• **Text passage**:
== Segment start ==

The Hutsadin Elephant Foundation
There are many reasons to love elephants. They’re majestic, powerful beasts that we draw parallels to because of their deep family bonds, their soulfulness, as well as their playfulness. Watching a baby elephant running around, it’s tongue hanging out, is pure joy. It’s like watching a puppy. Except that puppies don’t weight 1.5 tons and won’t crush you as they’re rushing down that path eager to jump in a puddle of mud. We also love elephants because, like us, they are all very different. Physically they can be big, short, fat, tall; personality-wise they can be affectionate, independent, or playful. And their moods and personalities can change on a dime. They can be moody, temperamental and stubborn. And dangerous. Sometimes we forget that these wonderful beast are also wild animals.
We experienced all of the above last Friday.

== Segment end ==

• **Saved data entries**:

== Segment start ==

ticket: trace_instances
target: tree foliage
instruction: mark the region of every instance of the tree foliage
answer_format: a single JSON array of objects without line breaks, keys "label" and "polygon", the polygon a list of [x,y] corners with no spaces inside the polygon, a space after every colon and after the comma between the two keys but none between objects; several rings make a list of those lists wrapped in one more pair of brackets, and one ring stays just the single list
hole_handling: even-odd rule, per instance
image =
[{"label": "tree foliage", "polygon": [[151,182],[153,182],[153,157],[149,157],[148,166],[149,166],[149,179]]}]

== Segment end ==

• **Problem 1**: Rewrite the elephant text starting with "The Hutsadin Elephant" and going on through "above last Friday.", putting "Saturday" in place of "Friday".
• **Problem 2**: According to the elephant text, what personality types can elephants have?
• **Problem 3**: Pick up the elephant text after its final sentence and keep writing it.

• **Task output 1**:
The Hutsadin Elephant Foundation
There are many reasons to love elephants. They’re majestic, powerful beasts that we draw parallels to because of their deep family bonds, their soulfulness, as well as their playfulness. Watching a baby elephant running around, it’s tongue hanging out, is pure joy. It’s like watching a puppy. Except that puppies don’t weight 1.5 tons and won’t crush you as they’re rushing down that path eager to jump in a puddle of mud. We also love elephants because, like us, they are all very different. Physically they can be big, short, fat, tall; personality-wise they can be affectionate, independent, or playful. And their moods and personalities can change on a dime. They can be moody, temperamental and stubborn. And dangerous. Sometimes we forget that these wonderful beast are also wild animals.
We experienced all of the above last Saturday.

• **Task output 2**: Affectionate, independent, or playful.

• **Task output 3**:
5 minutes from Hua Hin is the Hutsadin Elephant Foundation. Unlike the Elephant Nature Park near Chiang Mai, it falls under the radar; Hutsadin doesn’t get international funding, doesn’t receive endorsements from famous actors, and gets very little (if any) attention from bloggers. What it does do is care for old or abandoned elephants who have been abused or left for dead. It does this through the work of some very dedicated volunteers, private donations, as well as tours and shows aimed at visitors. The last part won’t appeal to the purists. But, as I say, not everyone has the luxury of being Elephant Nature Park and Hutsadin has the same noble intentions with much less resources. I’m writing this post in order to spread the word about Hutsadin. I will also reach out to some bigger bloggers in the hope that they do the same. We hope it will eventually result in greater funding and support for this foundation.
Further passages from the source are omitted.